The stretch wanted below opens at the line containing "the crispy fried chicken piece" and closes at the line containing "the food display tray". Please return it exactly, with no other lines.

---

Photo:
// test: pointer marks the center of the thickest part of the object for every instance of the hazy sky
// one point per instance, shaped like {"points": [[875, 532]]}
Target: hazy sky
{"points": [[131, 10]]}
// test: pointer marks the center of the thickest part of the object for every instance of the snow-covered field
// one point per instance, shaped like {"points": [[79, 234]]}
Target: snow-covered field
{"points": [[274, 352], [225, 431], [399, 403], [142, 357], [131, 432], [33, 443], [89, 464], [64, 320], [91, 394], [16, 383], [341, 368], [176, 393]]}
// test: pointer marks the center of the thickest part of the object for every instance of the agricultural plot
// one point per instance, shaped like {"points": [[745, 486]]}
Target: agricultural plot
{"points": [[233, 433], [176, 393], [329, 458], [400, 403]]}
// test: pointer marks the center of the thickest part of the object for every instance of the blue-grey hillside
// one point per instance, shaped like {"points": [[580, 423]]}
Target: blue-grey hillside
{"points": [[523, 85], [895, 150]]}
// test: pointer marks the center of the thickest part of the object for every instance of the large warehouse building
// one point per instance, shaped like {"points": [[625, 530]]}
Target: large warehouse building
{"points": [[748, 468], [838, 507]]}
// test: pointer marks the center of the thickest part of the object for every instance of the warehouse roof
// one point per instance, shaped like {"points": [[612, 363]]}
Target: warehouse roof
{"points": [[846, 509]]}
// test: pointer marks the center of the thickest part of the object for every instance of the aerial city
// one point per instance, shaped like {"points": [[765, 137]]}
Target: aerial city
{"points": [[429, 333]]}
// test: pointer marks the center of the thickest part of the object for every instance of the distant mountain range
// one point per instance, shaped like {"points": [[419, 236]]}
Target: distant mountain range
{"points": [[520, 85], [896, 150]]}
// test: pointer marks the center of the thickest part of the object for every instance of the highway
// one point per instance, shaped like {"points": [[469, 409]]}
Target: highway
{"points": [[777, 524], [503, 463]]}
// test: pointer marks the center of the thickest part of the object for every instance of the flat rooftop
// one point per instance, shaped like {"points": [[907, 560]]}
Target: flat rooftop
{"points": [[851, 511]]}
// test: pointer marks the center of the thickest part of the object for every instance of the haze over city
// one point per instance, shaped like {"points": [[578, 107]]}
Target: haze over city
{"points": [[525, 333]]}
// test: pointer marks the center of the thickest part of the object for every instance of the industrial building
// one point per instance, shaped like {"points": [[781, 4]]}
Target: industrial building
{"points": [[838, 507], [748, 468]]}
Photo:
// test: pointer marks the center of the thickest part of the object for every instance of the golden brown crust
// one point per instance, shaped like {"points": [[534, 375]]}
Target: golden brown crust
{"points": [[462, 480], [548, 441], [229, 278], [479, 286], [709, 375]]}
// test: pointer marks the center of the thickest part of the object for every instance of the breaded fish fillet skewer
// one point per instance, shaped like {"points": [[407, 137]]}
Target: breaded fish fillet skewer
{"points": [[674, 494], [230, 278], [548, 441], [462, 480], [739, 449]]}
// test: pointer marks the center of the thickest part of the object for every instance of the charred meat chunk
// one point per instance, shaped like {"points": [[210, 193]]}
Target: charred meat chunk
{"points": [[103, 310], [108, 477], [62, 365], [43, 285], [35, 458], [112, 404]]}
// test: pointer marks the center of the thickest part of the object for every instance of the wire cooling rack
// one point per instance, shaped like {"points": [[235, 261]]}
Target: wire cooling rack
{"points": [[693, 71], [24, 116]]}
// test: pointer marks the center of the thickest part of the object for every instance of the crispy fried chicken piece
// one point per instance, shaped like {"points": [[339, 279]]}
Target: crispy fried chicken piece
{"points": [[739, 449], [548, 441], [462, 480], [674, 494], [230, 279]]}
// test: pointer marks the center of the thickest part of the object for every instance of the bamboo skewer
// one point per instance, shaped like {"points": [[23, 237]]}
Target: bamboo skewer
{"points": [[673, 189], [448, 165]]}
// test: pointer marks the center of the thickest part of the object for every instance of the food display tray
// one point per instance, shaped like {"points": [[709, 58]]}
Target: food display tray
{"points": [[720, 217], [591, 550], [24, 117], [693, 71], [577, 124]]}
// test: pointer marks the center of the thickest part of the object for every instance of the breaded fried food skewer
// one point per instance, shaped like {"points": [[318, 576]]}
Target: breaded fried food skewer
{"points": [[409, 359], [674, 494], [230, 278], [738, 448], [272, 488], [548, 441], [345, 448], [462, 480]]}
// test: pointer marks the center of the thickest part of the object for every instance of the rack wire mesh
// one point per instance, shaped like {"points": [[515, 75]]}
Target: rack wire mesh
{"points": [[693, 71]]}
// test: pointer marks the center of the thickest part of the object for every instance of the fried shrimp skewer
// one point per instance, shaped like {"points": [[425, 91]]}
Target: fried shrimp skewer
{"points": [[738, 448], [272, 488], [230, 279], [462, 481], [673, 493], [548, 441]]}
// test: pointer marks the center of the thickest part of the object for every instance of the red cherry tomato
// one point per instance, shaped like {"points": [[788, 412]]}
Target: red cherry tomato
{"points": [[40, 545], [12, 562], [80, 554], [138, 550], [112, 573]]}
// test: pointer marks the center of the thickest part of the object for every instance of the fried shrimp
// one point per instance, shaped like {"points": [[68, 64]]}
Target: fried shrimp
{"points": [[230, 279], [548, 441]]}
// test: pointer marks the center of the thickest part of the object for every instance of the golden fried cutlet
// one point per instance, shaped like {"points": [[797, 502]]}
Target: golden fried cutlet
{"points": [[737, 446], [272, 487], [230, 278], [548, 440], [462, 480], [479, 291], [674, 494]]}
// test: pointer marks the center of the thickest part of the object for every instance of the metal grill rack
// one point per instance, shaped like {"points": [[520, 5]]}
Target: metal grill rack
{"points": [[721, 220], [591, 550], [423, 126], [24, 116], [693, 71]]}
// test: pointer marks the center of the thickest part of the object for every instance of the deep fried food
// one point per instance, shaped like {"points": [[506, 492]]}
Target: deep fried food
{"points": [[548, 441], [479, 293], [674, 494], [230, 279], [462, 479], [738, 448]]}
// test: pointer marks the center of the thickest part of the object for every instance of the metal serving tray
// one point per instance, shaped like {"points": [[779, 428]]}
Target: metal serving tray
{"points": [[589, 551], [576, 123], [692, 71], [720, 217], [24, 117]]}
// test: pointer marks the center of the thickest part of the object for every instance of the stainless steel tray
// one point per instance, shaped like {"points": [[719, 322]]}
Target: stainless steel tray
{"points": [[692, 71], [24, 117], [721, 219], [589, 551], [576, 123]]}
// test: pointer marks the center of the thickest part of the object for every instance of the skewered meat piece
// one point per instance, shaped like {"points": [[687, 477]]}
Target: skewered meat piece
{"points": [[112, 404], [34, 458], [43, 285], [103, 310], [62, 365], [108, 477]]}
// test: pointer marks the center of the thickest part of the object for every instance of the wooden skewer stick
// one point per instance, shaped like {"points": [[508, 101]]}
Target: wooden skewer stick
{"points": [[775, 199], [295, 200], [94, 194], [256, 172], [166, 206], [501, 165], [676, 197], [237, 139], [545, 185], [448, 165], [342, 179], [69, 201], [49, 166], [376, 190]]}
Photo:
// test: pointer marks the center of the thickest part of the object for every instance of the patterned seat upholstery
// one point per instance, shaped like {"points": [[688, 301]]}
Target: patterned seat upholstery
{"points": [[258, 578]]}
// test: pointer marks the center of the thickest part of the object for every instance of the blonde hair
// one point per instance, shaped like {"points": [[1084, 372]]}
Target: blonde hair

---

◆ **YOUR SOLUTION**:
// test: pointer marks the center of the thickest part of the object for every instance of the crispy fried chicken piece
// one point per instance, shaped like {"points": [[339, 279]]}
Target: crispy fried chicken piece
{"points": [[739, 449], [548, 441], [462, 480], [674, 494], [230, 279]]}
// test: pointer marks the center of the thickest part of the object for every instance of the bamboo skewer
// one point per instance, shaped like {"points": [[23, 237]]}
Target: bamboo skewer
{"points": [[673, 189], [448, 165]]}
// test: pointer marks the center of the thickest part of the object for every instance of the food display tray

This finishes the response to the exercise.